◆ MATERIAL SHOWN
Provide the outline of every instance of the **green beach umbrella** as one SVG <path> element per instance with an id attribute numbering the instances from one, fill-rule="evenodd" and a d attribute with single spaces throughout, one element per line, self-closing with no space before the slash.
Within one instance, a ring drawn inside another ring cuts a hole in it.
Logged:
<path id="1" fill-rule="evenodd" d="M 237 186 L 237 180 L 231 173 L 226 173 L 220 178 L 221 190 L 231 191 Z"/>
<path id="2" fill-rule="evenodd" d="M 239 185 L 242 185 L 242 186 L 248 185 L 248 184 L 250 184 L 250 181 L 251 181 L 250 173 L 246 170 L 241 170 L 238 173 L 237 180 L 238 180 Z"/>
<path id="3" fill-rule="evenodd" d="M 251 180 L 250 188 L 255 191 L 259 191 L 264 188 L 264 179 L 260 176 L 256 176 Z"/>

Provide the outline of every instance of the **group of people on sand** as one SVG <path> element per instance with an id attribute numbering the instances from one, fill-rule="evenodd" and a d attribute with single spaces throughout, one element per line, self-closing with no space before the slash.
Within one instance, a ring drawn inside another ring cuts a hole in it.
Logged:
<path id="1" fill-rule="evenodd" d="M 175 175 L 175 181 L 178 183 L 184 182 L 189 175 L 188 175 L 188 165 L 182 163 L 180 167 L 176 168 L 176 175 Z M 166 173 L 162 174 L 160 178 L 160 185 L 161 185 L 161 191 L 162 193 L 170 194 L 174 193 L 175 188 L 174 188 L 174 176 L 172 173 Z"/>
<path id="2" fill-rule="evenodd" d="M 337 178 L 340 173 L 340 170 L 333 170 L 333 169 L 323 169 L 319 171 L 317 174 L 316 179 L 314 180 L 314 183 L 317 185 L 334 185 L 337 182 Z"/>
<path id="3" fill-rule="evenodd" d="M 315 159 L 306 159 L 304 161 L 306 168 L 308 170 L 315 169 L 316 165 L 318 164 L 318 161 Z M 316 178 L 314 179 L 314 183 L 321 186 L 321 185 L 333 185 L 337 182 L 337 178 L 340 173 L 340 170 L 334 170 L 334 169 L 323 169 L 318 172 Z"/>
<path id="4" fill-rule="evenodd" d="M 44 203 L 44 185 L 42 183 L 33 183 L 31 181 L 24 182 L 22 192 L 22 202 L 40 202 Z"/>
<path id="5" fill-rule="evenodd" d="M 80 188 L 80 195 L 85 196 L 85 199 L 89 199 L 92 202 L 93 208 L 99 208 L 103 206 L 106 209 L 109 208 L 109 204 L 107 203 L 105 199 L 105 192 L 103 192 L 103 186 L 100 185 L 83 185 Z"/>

◆ TASK DIRECTIONS
Copy out every line of the entries above, changing nothing.

◆ RESULT
Provide the outline of every instance of the **green beach umbrella** as one SVG <path> element per instance with an id attribute numbering the instances from one, fill-rule="evenodd" and a d attribute with single spaces throughout, one element per line, self-closing with no space before the slash.
Within one instance, a ring drawn inside another ring cuts a hole in it.
Logged:
<path id="1" fill-rule="evenodd" d="M 237 186 L 237 180 L 231 173 L 226 173 L 220 178 L 221 190 L 231 191 Z"/>
<path id="2" fill-rule="evenodd" d="M 239 185 L 242 185 L 242 186 L 248 185 L 248 184 L 250 184 L 250 181 L 251 181 L 250 173 L 246 170 L 241 170 L 238 173 L 237 180 L 238 180 Z"/>
<path id="3" fill-rule="evenodd" d="M 251 180 L 250 188 L 255 191 L 259 191 L 264 188 L 264 179 L 260 176 L 256 176 Z"/>

Provide the outline of every instance of the **group of people on sand** as one SVG <path> element per instance with an id attribute numbering the instances from one, fill-rule="evenodd" and a d attribute with single spaces throughout, one element per line, self-closing with no space before the slash.
Within one instance, a ring drawn inside another ring cuts a hole in it.
Logged:
<path id="1" fill-rule="evenodd" d="M 175 175 L 175 181 L 178 183 L 184 182 L 189 175 L 188 175 L 188 165 L 182 163 L 180 167 L 176 168 L 176 175 Z M 166 173 L 162 174 L 160 178 L 160 185 L 161 185 L 161 191 L 162 193 L 170 194 L 174 193 L 175 188 L 174 188 L 174 176 L 172 173 Z"/>
<path id="2" fill-rule="evenodd" d="M 337 178 L 340 173 L 340 170 L 333 170 L 333 169 L 323 169 L 319 171 L 317 174 L 316 179 L 314 180 L 314 183 L 317 185 L 334 185 L 337 182 Z"/>
<path id="3" fill-rule="evenodd" d="M 315 159 L 306 159 L 304 161 L 306 168 L 308 170 L 315 169 L 316 165 L 318 164 L 318 161 Z M 316 178 L 314 179 L 314 183 L 321 186 L 321 185 L 333 185 L 337 182 L 337 178 L 340 173 L 340 170 L 334 170 L 334 169 L 323 169 L 318 172 Z"/>
<path id="4" fill-rule="evenodd" d="M 44 203 L 44 185 L 42 183 L 33 183 L 31 181 L 24 182 L 22 192 L 22 202 L 40 202 Z"/>
<path id="5" fill-rule="evenodd" d="M 80 188 L 80 195 L 85 196 L 85 199 L 89 199 L 92 202 L 93 208 L 99 208 L 103 206 L 106 209 L 109 208 L 109 204 L 107 203 L 105 199 L 105 192 L 103 192 L 103 186 L 100 185 L 83 185 Z"/>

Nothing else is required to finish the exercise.